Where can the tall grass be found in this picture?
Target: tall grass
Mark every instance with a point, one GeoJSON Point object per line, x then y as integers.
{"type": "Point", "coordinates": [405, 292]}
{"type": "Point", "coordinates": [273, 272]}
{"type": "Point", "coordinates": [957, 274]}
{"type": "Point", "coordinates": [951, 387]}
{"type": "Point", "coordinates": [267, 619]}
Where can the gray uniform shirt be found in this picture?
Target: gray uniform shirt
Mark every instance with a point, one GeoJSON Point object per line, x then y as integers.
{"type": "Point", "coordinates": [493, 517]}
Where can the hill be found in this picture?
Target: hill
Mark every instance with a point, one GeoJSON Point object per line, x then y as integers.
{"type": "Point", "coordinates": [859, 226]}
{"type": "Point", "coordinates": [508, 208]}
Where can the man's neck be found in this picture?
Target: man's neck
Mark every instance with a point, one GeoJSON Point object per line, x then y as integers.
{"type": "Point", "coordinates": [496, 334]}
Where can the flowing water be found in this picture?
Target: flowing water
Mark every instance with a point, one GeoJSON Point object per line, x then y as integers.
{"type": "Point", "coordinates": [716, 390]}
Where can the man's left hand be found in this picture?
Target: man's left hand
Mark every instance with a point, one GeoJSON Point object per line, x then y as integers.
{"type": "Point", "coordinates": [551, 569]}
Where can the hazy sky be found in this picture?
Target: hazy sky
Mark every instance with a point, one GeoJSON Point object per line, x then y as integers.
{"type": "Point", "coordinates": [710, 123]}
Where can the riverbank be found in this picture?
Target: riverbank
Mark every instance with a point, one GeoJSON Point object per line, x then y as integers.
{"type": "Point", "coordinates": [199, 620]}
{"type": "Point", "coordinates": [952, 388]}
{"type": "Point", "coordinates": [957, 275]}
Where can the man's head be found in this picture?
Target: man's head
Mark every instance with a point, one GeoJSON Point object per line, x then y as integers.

═══

**STATED TASK**
Reproduce all of the entries above word for word.

**TASK RESULT**
Where can the tall grass be found in this picture?
Target: tall grass
Mark every instance with a point, one GeoJSON Point object per line, x then y as integers.
{"type": "Point", "coordinates": [405, 292]}
{"type": "Point", "coordinates": [273, 272]}
{"type": "Point", "coordinates": [957, 274]}
{"type": "Point", "coordinates": [951, 387]}
{"type": "Point", "coordinates": [267, 619]}
Where can the gray uniform shirt be found in this picture?
Target: gray uniform shirt
Mark every instance with a point, one GeoJSON Point object per line, x then y as integers.
{"type": "Point", "coordinates": [493, 517]}
Where can the hill be found in this picture?
Target: hill
Mark every instance with a point, one GeoJSON Point object per line, x then y as integers.
{"type": "Point", "coordinates": [859, 226]}
{"type": "Point", "coordinates": [508, 208]}
Where can the man's neck be found in this picture?
Target: man's neck
Mark every instance with a point, one GeoJSON Point object per line, x then y as integers.
{"type": "Point", "coordinates": [496, 334]}
Where can the flowing water be found in this picture?
Target: flowing water
Mark every instance with a point, one GeoJSON Point object per line, x then y as integers.
{"type": "Point", "coordinates": [716, 390]}
Where can the man's left hand be found in this picture?
Target: man's left hand
Mark every instance with a point, one GeoJSON Point object per line, x then y as integers.
{"type": "Point", "coordinates": [551, 569]}
Where can the hazy sky be found in this picture?
Target: hazy sky
Mark every instance with a point, one GeoJSON Point object per line, x then y as integers.
{"type": "Point", "coordinates": [710, 123]}
Where can the riverbank be found in this picture?
Target: riverbank
Mark every instance with a point, one GeoJSON Point object per line, x then y as integers.
{"type": "Point", "coordinates": [199, 620]}
{"type": "Point", "coordinates": [952, 388]}
{"type": "Point", "coordinates": [957, 275]}
Where can the man's head be found in this picture?
Target: man's head
Mark every instance with a point, one GeoJSON Point object per line, x then y as integers.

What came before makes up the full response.